_Document segment:_

----

PyTorch introduced TK-GEMM, an optimized Triton FP8 GEMM kernel, to address the challenge of accelerating FP8 inference for large language models (LLMs) like Llama3 using Triton Kernels. Standard PyTorch execution often struggles with the overhead of launching multiple kernels on the GPU for each operation in LLMs, leading to inefficient inference. The researchers aim to overcome this limitation by leveraging SplitK parallelization to improve performance for Llama3-70B inference problem sizes on Nvidia H100 GPUs.

Current methods for running LLMs, especially with FP8 precision, often suffer from inefficiencies in PyTorch execution due to the overhead associated with launching multiple kernels on the GPU for each operation. The proposed method, Triton Kernels, offers custom kernel optimizations for specific hardware, like Nvidia GPUs. By integrating Triton kernels into PyTorch models via the torch.compile() function, developers can fuse multiple operations into a single kernel launch, reducing overhead and improving performance significantly. Additionally, Triton kernels leverage specialized FP8 Tensor Cores available on Nvidia GPUs, further enhancing computational efficiency compared to standard FP16 cores used by PyTorch’s cuBLAS library.

TK-GEMM utilizes SplitK parallelization to improve performance for Llama3-70B by decomposing work along the k dimension and launching additional thread blocks to calculate partial output sums. TK-GEMM achieves finer-grained work decomposition, resulting in significant speedups over the base Triton GEMM implementation. Experimental results show up to a 1.94 times speedup over the base Triton matmul implementation, 1.87 times speedup over cuBLAS FP8, and 1.71 times speedup over cuBLAS FP16 for Llama3-70B inference problem sizes. Moreover, the introduction of CUDA graphs further enhances end-to-end speedup by reducing kernel launch latencies. By creating and instantiating a graph instead of launching multiple kernels, developers can minimize CPU launch overhead and achieve significant performance gains in production settings.

----

_Data listing:_
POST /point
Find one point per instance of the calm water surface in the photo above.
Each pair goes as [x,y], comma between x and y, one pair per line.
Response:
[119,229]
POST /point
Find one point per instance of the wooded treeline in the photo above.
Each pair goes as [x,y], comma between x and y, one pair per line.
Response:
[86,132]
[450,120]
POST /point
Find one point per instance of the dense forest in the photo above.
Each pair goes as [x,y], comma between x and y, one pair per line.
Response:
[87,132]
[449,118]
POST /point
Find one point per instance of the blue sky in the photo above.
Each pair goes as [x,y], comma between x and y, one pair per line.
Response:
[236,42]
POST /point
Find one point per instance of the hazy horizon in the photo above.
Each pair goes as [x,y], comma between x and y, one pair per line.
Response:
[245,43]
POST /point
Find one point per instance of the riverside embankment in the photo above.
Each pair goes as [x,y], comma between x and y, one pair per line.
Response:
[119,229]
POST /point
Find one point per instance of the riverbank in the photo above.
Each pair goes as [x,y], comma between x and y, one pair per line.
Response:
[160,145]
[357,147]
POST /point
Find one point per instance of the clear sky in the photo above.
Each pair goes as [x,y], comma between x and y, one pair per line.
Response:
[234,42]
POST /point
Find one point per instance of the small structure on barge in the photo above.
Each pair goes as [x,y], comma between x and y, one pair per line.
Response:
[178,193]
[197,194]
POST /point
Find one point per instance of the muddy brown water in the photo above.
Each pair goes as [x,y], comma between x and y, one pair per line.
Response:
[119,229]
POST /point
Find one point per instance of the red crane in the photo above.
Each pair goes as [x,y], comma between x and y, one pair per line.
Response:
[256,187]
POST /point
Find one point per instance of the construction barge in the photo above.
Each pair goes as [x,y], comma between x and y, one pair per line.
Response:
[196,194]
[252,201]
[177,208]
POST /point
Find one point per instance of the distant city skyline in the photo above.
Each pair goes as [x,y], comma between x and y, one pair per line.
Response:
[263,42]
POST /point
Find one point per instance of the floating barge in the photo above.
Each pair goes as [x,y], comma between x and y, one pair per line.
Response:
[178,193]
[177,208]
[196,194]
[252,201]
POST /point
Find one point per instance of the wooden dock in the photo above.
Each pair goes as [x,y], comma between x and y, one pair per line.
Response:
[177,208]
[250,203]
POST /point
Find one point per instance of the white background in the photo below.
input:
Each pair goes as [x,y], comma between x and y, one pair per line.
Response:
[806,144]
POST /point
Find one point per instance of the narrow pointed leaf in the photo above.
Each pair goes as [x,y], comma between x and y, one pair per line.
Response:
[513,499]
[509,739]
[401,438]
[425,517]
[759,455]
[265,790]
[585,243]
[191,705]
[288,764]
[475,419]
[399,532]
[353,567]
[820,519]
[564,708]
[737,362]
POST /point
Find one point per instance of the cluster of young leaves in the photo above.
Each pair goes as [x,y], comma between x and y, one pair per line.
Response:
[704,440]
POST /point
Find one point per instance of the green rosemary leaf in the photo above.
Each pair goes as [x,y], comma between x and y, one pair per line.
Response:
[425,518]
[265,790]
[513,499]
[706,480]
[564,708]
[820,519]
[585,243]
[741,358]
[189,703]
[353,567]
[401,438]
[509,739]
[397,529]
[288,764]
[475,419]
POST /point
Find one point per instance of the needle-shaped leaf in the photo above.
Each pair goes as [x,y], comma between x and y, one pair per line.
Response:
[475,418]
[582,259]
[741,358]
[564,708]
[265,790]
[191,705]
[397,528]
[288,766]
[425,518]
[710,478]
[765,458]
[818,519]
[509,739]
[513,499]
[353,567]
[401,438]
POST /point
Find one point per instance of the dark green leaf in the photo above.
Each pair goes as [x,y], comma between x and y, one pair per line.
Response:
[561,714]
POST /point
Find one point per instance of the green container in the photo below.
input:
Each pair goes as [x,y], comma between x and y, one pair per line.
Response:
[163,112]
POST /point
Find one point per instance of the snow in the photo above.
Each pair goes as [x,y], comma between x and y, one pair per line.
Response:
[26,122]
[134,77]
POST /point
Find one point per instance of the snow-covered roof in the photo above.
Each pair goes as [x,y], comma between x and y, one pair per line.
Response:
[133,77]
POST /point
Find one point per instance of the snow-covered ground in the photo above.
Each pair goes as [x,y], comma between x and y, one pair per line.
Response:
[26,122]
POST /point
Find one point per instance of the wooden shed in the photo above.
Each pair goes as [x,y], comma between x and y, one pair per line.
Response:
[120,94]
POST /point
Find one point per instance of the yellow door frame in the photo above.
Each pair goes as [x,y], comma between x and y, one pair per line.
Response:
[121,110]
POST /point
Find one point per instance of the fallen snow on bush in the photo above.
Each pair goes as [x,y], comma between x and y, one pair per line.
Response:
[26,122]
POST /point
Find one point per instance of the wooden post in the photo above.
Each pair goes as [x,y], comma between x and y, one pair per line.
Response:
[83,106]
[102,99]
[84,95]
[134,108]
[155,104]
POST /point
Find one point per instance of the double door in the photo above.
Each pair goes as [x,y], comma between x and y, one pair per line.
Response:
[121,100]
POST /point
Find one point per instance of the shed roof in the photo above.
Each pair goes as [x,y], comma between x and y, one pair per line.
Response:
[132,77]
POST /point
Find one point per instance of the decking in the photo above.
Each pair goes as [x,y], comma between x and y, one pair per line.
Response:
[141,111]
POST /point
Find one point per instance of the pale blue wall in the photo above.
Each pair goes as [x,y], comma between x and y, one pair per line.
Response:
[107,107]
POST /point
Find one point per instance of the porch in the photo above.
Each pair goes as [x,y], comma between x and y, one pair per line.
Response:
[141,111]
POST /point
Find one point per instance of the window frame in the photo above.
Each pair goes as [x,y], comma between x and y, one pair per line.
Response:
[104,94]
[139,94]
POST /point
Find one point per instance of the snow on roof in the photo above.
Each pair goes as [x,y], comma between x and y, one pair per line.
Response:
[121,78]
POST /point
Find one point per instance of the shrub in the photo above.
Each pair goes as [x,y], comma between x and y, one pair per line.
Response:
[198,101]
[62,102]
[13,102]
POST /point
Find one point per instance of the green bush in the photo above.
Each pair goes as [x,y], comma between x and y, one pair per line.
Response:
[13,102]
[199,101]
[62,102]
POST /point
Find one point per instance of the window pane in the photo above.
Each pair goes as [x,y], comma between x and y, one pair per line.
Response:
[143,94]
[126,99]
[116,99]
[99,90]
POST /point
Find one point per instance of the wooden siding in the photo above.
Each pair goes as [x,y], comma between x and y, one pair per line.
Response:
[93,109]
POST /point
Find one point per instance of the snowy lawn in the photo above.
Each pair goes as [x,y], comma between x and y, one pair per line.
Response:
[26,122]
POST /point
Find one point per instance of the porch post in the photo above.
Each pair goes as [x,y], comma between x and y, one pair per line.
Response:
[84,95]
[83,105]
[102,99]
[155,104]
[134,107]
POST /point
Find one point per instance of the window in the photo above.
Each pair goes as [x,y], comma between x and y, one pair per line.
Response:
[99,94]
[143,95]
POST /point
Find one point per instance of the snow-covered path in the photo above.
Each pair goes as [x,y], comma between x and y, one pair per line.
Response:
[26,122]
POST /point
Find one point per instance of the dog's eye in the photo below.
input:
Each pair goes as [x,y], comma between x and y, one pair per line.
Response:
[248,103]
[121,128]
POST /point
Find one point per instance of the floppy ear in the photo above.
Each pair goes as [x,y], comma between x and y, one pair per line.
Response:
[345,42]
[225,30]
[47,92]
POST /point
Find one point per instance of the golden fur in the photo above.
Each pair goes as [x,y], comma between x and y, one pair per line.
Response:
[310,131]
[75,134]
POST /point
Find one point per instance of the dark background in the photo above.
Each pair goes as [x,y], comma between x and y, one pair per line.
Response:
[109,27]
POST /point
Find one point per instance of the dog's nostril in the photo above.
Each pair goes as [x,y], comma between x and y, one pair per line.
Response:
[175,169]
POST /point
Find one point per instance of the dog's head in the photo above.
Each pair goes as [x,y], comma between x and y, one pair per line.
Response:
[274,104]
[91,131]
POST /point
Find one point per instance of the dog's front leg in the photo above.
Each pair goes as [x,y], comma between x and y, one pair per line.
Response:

----

_Task prompt:_ Continue the passage on the TK-GEMM FP8 kernel from where it stops, writing its next paragraph.

_Task result:_
In conclusion, PyTorch presents a novel approach to accelerating FP8 inference for large language models using Triton Kernels. The proposed method overcomes the inefficiencies of standard PyTorch execution and cuBLAS FP8 computations by introducing an optimized TK-GEMM kernel with SplitK parallelization and CUDA graphs for end-to-end speedup. The solution offers significant performance improvements for Llama3-70B inference problem sizes on Nvidia H100 GPUs, making it a promising advancement in the field of deep learning model inference optimization. Overall, the method successfully accelerates FP8 inference for large language models like Llama3 by optimizing kernels and improving performance.